START DATASET EXCERPTS
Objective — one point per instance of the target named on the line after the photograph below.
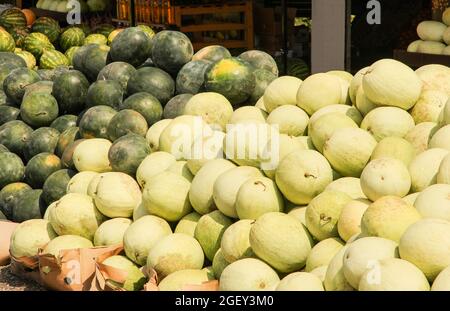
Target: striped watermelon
(6, 42)
(51, 59)
(36, 42)
(19, 34)
(70, 53)
(95, 39)
(27, 57)
(48, 26)
(71, 37)
(104, 29)
(11, 18)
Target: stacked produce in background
(142, 142)
(434, 36)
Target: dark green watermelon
(260, 60)
(233, 78)
(146, 104)
(9, 196)
(125, 122)
(43, 139)
(70, 90)
(95, 121)
(40, 86)
(9, 58)
(39, 109)
(191, 77)
(119, 71)
(212, 53)
(3, 148)
(127, 153)
(30, 205)
(175, 107)
(40, 167)
(15, 83)
(8, 113)
(55, 187)
(11, 168)
(262, 80)
(62, 123)
(66, 138)
(14, 135)
(154, 81)
(132, 45)
(105, 93)
(67, 156)
(171, 50)
(95, 60)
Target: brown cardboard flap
(210, 286)
(6, 230)
(73, 270)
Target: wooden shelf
(417, 60)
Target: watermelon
(62, 123)
(262, 80)
(11, 168)
(104, 29)
(67, 156)
(47, 26)
(175, 107)
(43, 139)
(15, 83)
(39, 109)
(51, 59)
(70, 90)
(9, 196)
(55, 187)
(36, 43)
(70, 53)
(127, 153)
(40, 167)
(212, 53)
(146, 104)
(52, 74)
(118, 71)
(11, 18)
(191, 77)
(260, 60)
(95, 39)
(132, 45)
(39, 87)
(105, 93)
(3, 148)
(66, 138)
(171, 50)
(95, 121)
(28, 58)
(19, 34)
(147, 29)
(30, 205)
(233, 78)
(127, 121)
(7, 43)
(14, 135)
(95, 58)
(71, 37)
(8, 113)
(154, 81)
(7, 58)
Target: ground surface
(10, 282)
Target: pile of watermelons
(114, 92)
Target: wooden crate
(199, 28)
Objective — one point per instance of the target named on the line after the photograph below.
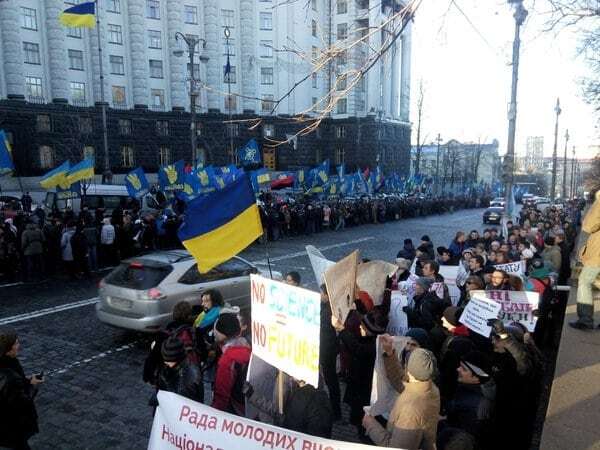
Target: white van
(105, 196)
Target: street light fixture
(191, 43)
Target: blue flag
(249, 154)
(137, 183)
(6, 164)
(171, 176)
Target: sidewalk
(573, 415)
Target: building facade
(50, 84)
(459, 163)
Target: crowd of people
(456, 389)
(35, 245)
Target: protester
(18, 416)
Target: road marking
(303, 252)
(46, 311)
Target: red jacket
(235, 357)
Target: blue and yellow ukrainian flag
(81, 171)
(221, 224)
(82, 15)
(56, 176)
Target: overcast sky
(466, 73)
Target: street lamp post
(519, 15)
(564, 191)
(557, 110)
(192, 43)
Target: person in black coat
(363, 351)
(18, 416)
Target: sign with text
(185, 424)
(478, 311)
(285, 327)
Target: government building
(290, 63)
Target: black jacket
(18, 417)
(308, 410)
(184, 379)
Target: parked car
(493, 215)
(141, 292)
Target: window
(266, 75)
(158, 98)
(31, 52)
(75, 59)
(164, 156)
(230, 103)
(28, 18)
(266, 21)
(229, 48)
(85, 125)
(77, 92)
(229, 78)
(46, 157)
(115, 34)
(127, 156)
(266, 49)
(119, 95)
(162, 127)
(124, 127)
(190, 14)
(89, 152)
(33, 86)
(153, 9)
(154, 39)
(74, 32)
(117, 66)
(155, 68)
(267, 103)
(228, 18)
(113, 6)
(43, 122)
(340, 155)
(269, 130)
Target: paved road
(94, 397)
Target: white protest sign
(383, 394)
(285, 327)
(340, 280)
(318, 262)
(398, 321)
(478, 311)
(371, 277)
(515, 268)
(185, 424)
(517, 306)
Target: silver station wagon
(141, 292)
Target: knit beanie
(228, 324)
(173, 350)
(8, 337)
(421, 364)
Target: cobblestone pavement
(94, 397)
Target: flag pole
(102, 101)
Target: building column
(249, 53)
(96, 57)
(139, 62)
(12, 50)
(177, 64)
(57, 52)
(405, 74)
(213, 43)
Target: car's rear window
(138, 275)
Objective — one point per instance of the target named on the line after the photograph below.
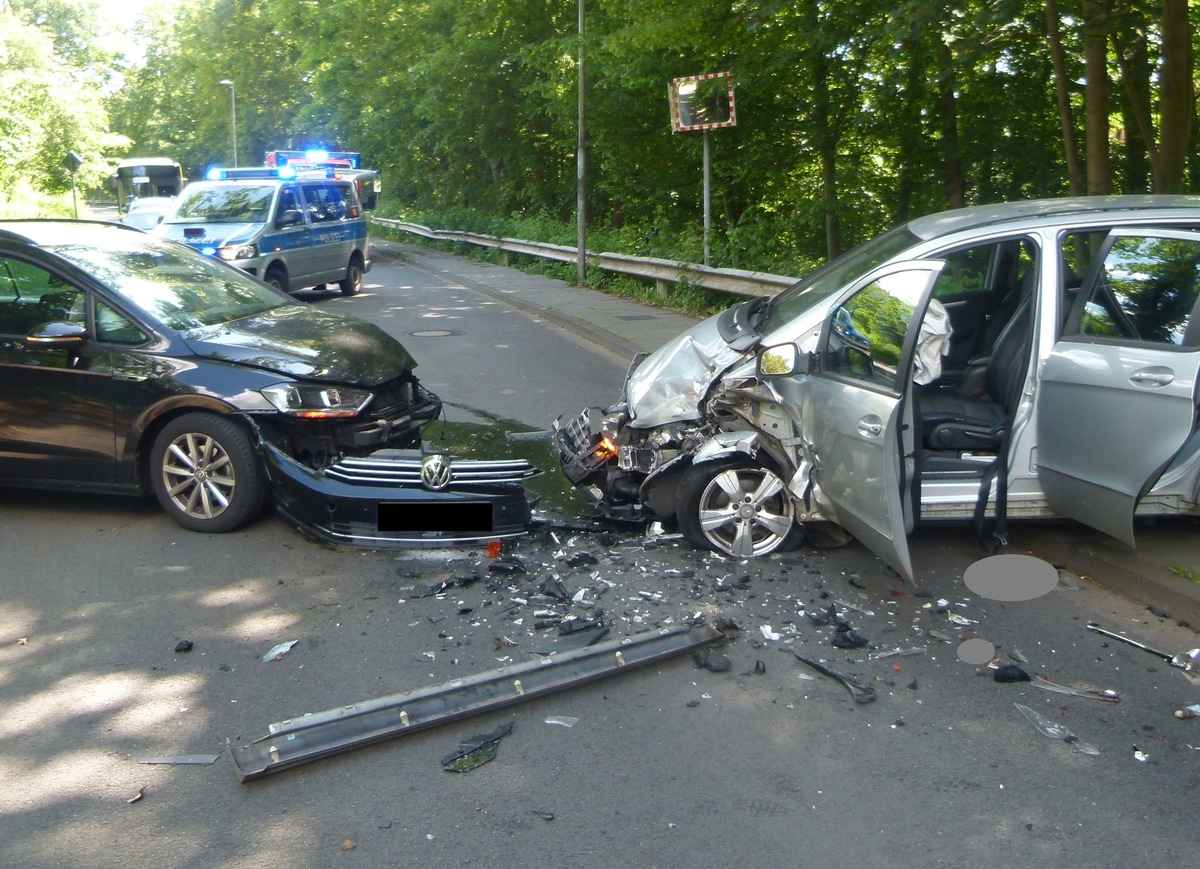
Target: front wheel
(353, 281)
(205, 473)
(737, 507)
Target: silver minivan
(1024, 360)
(292, 233)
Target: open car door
(856, 407)
(1117, 395)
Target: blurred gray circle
(1011, 577)
(977, 652)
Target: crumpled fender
(726, 444)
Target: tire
(205, 473)
(353, 281)
(277, 277)
(737, 507)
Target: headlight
(315, 401)
(238, 252)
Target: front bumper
(379, 501)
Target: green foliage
(852, 115)
(51, 76)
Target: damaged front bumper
(402, 497)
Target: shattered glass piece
(579, 639)
(846, 637)
(1047, 684)
(1011, 673)
(280, 651)
(898, 652)
(1056, 731)
(861, 693)
(477, 750)
(184, 760)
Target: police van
(292, 232)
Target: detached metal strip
(323, 733)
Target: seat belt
(999, 471)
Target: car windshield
(172, 283)
(225, 203)
(828, 280)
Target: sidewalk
(623, 328)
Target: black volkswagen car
(131, 364)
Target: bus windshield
(147, 177)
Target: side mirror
(288, 219)
(57, 335)
(784, 360)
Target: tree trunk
(1069, 142)
(952, 154)
(1176, 99)
(1096, 96)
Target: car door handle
(870, 426)
(1157, 376)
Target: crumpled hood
(670, 383)
(307, 343)
(210, 234)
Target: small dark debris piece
(723, 623)
(507, 564)
(846, 637)
(571, 625)
(1009, 673)
(581, 559)
(711, 660)
(477, 750)
(556, 589)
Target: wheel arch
(145, 429)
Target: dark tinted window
(1145, 291)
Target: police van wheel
(353, 281)
(277, 277)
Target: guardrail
(664, 273)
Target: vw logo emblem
(436, 472)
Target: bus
(145, 177)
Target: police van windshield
(225, 203)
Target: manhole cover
(435, 333)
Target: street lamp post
(233, 115)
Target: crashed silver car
(1021, 360)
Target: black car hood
(307, 343)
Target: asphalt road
(670, 766)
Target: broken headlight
(316, 401)
(238, 252)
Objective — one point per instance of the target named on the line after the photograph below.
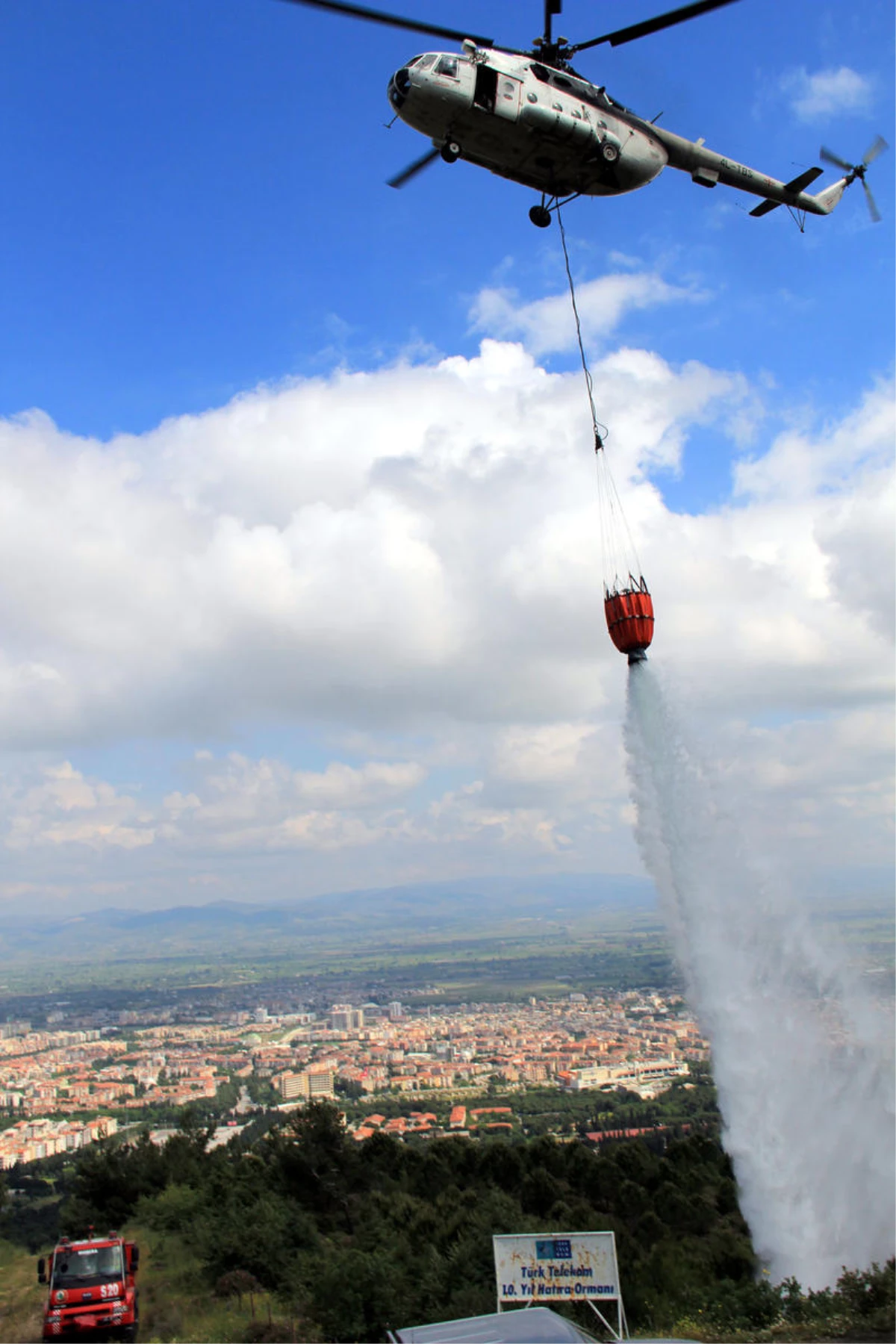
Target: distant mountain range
(408, 914)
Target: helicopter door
(508, 100)
(487, 87)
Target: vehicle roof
(532, 1325)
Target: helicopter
(529, 117)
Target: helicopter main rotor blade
(551, 7)
(644, 30)
(411, 171)
(830, 158)
(394, 20)
(872, 205)
(877, 148)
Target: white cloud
END DATASET EXCERPTS
» **WHAT THIS TASK INVOLVES**
Across all the lines above, repeat the wording exactly and omit the pictures.

» **SOLUTION TO THIS EXERCISE**
Objective — one point per instance of the target named on the line after the photograph below.
Target: striped watermelon
(6, 42)
(51, 59)
(36, 42)
(19, 34)
(70, 53)
(95, 39)
(27, 57)
(48, 26)
(71, 37)
(104, 29)
(11, 18)
Target: stacked produce in background
(142, 142)
(434, 36)
Target: dark green watermelon
(260, 60)
(233, 78)
(146, 104)
(9, 196)
(125, 122)
(43, 139)
(70, 90)
(95, 121)
(40, 86)
(9, 58)
(39, 109)
(191, 77)
(119, 71)
(212, 53)
(3, 148)
(127, 153)
(30, 205)
(175, 107)
(40, 167)
(15, 83)
(8, 113)
(55, 187)
(11, 168)
(262, 80)
(62, 123)
(66, 138)
(14, 135)
(154, 81)
(132, 45)
(105, 93)
(67, 156)
(171, 50)
(95, 60)
Target: brown cardboard flap
(210, 286)
(6, 230)
(73, 270)
Target: wooden shelf
(417, 60)
Target: watermelon
(62, 123)
(262, 80)
(11, 168)
(104, 29)
(67, 156)
(47, 26)
(175, 107)
(43, 139)
(15, 83)
(39, 109)
(51, 59)
(70, 90)
(9, 196)
(55, 187)
(36, 43)
(70, 53)
(127, 153)
(40, 167)
(212, 53)
(146, 104)
(52, 74)
(118, 71)
(11, 18)
(191, 77)
(260, 60)
(95, 39)
(132, 45)
(39, 87)
(105, 93)
(3, 148)
(66, 138)
(171, 50)
(95, 121)
(28, 58)
(19, 34)
(147, 29)
(30, 205)
(233, 78)
(127, 121)
(7, 43)
(14, 135)
(95, 58)
(71, 37)
(8, 113)
(154, 81)
(7, 58)
Target: ground surface
(10, 282)
Target: pile of watermelons
(114, 92)
Target: wooden crate
(199, 28)
Objective — one point per instance of the target named on the line after the photograph below.
Target: white van
(105, 196)
Target: street light fixture
(191, 43)
Target: blue flag
(249, 154)
(137, 183)
(6, 164)
(171, 176)
Target: sidewalk
(573, 415)
Target: building facade
(50, 84)
(459, 163)
Target: crowd of people
(456, 389)
(35, 245)
Target: protester
(18, 416)
Target: road marking
(303, 252)
(46, 311)
Target: red jacket
(235, 357)
Target: blue and yellow ukrainian flag
(81, 171)
(221, 224)
(82, 15)
(56, 176)
Target: overcast sky
(466, 73)
Target: street lamp post
(519, 15)
(564, 191)
(557, 110)
(192, 43)
Target: person in black coat
(363, 351)
(18, 416)
Target: sign with text
(185, 424)
(478, 311)
(285, 327)
Target: government building
(290, 63)
Target: black jacket
(18, 417)
(308, 410)
(184, 379)
Target: parked car
(493, 215)
(141, 292)
Target: window
(266, 75)
(158, 98)
(31, 52)
(75, 59)
(164, 156)
(230, 103)
(28, 18)
(266, 21)
(229, 48)
(85, 125)
(77, 92)
(229, 78)
(46, 157)
(115, 34)
(127, 156)
(266, 49)
(119, 95)
(162, 127)
(124, 127)
(190, 14)
(89, 152)
(33, 86)
(153, 9)
(154, 39)
(74, 32)
(117, 66)
(155, 68)
(267, 103)
(228, 18)
(113, 6)
(43, 122)
(340, 155)
(269, 130)
Target: paved road
(94, 397)
Target: white protest sign
(383, 394)
(285, 327)
(340, 280)
(318, 262)
(398, 321)
(478, 311)
(371, 277)
(515, 268)
(185, 424)
(517, 306)
Target: silver station wagon
(141, 292)
Target: knit beanie
(228, 324)
(173, 350)
(8, 337)
(421, 364)
Target: cobblestone pavement
(94, 397)
Target: flag pole
(102, 101)
Target: building column
(249, 53)
(96, 57)
(139, 62)
(12, 50)
(177, 64)
(57, 52)
(405, 74)
(213, 43)
Target: car's rear window
(138, 275)
Objective — one point per instance of the target named on the line after the photograph below.
Target: front wheel
(353, 281)
(205, 473)
(737, 507)
Target: silver minivan
(1024, 360)
(292, 233)
Target: open car door
(856, 407)
(1117, 395)
Target: blurred gray circle
(1011, 577)
(977, 652)
Target: crumpled fender
(726, 444)
Target: tire
(205, 473)
(353, 281)
(277, 277)
(737, 507)
Target: headlight
(315, 401)
(238, 252)
Target: front bumper
(379, 501)
Target: green foliage
(852, 115)
(51, 76)
Target: damaged front bumper
(402, 497)
Target: shattered glass piece
(579, 639)
(846, 637)
(1047, 684)
(1011, 673)
(280, 651)
(898, 652)
(1056, 731)
(861, 693)
(477, 750)
(184, 760)
Target: police van
(292, 232)
Target: detached metal strip
(323, 733)
Target: seat belt
(999, 471)
Target: car windshield
(172, 283)
(225, 203)
(828, 280)
Target: sidewalk
(623, 328)
Target: black volkswagen car
(131, 364)
Target: bus windshield
(147, 177)
Target: side mirror
(288, 219)
(57, 335)
(784, 360)
Target: tree trunk
(1069, 142)
(952, 154)
(1176, 99)
(1096, 96)
Target: car door handle
(870, 426)
(1157, 376)
Target: crumpled hood
(670, 383)
(307, 343)
(210, 234)
Target: small dark debris piece
(723, 623)
(507, 564)
(846, 637)
(571, 625)
(1009, 673)
(581, 559)
(711, 660)
(477, 750)
(556, 589)
Target: wheel arch
(145, 429)
Target: dark tinted window
(1145, 291)
Target: police van wheel
(353, 281)
(277, 277)
Target: guardrail
(664, 273)
Target: vw logo emblem
(436, 472)
Target: bus
(145, 177)
Target: police van windshield
(225, 203)
Target: manhole cover
(435, 333)
Target: street lamp post
(233, 115)
Target: crashed silver car
(1021, 360)
Target: black car hood
(307, 343)
Target: asphalt road
(670, 766)
Target: broken headlight
(316, 401)
(238, 252)
Objective — one point per instance of the target named on the line after the photograph below.
Target: distant mountain range
(408, 914)
Target: helicopter door
(508, 100)
(487, 87)
Target: vehicle roof
(532, 1325)
Target: helicopter
(529, 117)
Target: helicopter main rotor blade
(551, 7)
(644, 30)
(411, 171)
(830, 158)
(394, 20)
(872, 205)
(877, 148)
Target: white cloud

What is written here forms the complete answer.